- Problem -
Repeat, without any change, the entries presented below.

- Dataset rows -
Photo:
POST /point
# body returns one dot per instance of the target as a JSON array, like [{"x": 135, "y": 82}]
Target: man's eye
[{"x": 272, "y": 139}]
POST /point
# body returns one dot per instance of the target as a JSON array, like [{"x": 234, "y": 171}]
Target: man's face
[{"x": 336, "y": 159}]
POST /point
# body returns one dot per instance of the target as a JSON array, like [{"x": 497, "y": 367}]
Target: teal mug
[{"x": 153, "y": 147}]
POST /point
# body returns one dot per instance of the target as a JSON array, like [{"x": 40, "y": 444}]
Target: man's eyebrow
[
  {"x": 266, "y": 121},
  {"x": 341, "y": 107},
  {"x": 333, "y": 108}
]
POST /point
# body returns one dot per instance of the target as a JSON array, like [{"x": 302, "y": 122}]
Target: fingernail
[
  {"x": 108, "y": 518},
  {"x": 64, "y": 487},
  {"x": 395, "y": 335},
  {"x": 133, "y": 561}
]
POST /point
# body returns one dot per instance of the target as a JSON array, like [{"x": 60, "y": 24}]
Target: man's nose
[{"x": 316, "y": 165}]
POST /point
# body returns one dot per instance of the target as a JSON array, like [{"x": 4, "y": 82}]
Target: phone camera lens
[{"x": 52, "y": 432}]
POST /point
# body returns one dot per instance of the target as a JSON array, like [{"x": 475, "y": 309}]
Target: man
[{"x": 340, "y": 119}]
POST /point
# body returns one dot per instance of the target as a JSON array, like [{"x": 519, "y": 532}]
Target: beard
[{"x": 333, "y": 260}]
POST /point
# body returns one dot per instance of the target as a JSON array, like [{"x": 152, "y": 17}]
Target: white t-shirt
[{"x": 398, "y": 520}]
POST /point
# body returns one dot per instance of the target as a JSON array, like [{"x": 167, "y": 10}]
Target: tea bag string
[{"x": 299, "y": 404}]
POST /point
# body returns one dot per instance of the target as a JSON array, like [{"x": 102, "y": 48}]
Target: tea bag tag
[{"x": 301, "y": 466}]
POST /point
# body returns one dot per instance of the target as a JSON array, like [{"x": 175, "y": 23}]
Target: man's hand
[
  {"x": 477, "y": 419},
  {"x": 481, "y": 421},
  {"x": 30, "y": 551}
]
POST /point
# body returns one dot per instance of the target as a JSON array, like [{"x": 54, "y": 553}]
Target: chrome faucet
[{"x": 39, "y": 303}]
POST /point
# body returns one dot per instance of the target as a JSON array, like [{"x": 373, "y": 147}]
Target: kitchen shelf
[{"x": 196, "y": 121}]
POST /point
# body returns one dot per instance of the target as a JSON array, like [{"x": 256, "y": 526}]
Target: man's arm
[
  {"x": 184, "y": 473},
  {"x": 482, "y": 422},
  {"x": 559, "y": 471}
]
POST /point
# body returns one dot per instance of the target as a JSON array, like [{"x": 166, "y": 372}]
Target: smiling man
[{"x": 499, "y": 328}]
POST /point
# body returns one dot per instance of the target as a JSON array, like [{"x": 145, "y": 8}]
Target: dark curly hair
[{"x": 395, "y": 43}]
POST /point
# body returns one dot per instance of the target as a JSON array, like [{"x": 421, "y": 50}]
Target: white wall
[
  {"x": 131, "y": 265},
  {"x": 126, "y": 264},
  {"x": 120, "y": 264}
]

- Task response -
Photo:
POST /point
# body returns one dot per instance of the target as a JSON array, like [{"x": 135, "y": 82}]
Target: man's eye
[{"x": 272, "y": 139}]
POST /point
# body returns one dot per instance of the target as a JSON array, like [{"x": 234, "y": 171}]
Target: man's face
[{"x": 336, "y": 159}]
POST /point
# body returns one dot per instance of the target as a JSON array, like [{"x": 497, "y": 367}]
Target: teal mug
[{"x": 153, "y": 147}]
POST /point
# body returns one dot per instance of the target as a JSON array, like [{"x": 40, "y": 444}]
Target: man's eyebrow
[
  {"x": 266, "y": 121},
  {"x": 341, "y": 107},
  {"x": 333, "y": 108}
]
POST /point
# body returns one dot per instance of the target as a JSON array, like [{"x": 302, "y": 122}]
Target: fingernail
[
  {"x": 108, "y": 518},
  {"x": 64, "y": 487},
  {"x": 395, "y": 335},
  {"x": 133, "y": 561}
]
POST /point
# body returns one dot per instance of the target as a JSON array, like [{"x": 60, "y": 24}]
Target: man's nose
[{"x": 316, "y": 165}]
POST /point
# body returns one dot per instance of the target as a JSON array, like [{"x": 4, "y": 82}]
Target: phone camera lens
[{"x": 52, "y": 432}]
POST /point
# body returns one dot per instance of the target as a JSON array, like [{"x": 475, "y": 309}]
Target: man
[{"x": 340, "y": 119}]
POST /point
# body returns one dot per instance of the target as a JSON array, like [{"x": 519, "y": 532}]
Target: beard
[{"x": 333, "y": 260}]
POST /point
# body returns one dot per instance of the target as a JSON array, like [{"x": 152, "y": 17}]
Target: white t-shirt
[{"x": 398, "y": 520}]
POST /point
# body returns one dot per instance of the target as a JSON array, like [{"x": 167, "y": 10}]
Target: tea bag string
[{"x": 299, "y": 404}]
POST /point
# body returns one dot per instance of the target as a JSON array, like [{"x": 102, "y": 48}]
Target: tea bag tag
[{"x": 301, "y": 466}]
POST /point
# body returns one dot per instance of the target as a JSON array, like [{"x": 175, "y": 23}]
Target: man's hand
[
  {"x": 477, "y": 419},
  {"x": 481, "y": 421},
  {"x": 30, "y": 551}
]
POST /point
# body returns one dot per instance of the target as a JSON array, like [{"x": 54, "y": 553}]
Target: chrome faucet
[{"x": 39, "y": 303}]
POST /point
# body returns one dot per instance of the target as a JSON array, like [{"x": 373, "y": 147}]
Target: kitchen shelf
[{"x": 196, "y": 121}]
POST /point
# body returns one dot per instance of the target as a JSON array, like [{"x": 256, "y": 526}]
Target: man's arm
[
  {"x": 184, "y": 473},
  {"x": 482, "y": 422},
  {"x": 559, "y": 471}
]
POST /point
# body returns one dot per instance of the target as a JSON array, like [{"x": 166, "y": 372}]
Target: smiling man
[{"x": 499, "y": 328}]
POST /point
# body returns one dot per instance of the target as a JSON array, like [{"x": 145, "y": 8}]
Target: dark curly hair
[{"x": 395, "y": 43}]
POST /point
# body returns one dot per instance of the target as a JSON array, like [{"x": 421, "y": 50}]
Target: white wall
[
  {"x": 131, "y": 265},
  {"x": 126, "y": 264},
  {"x": 120, "y": 264}
]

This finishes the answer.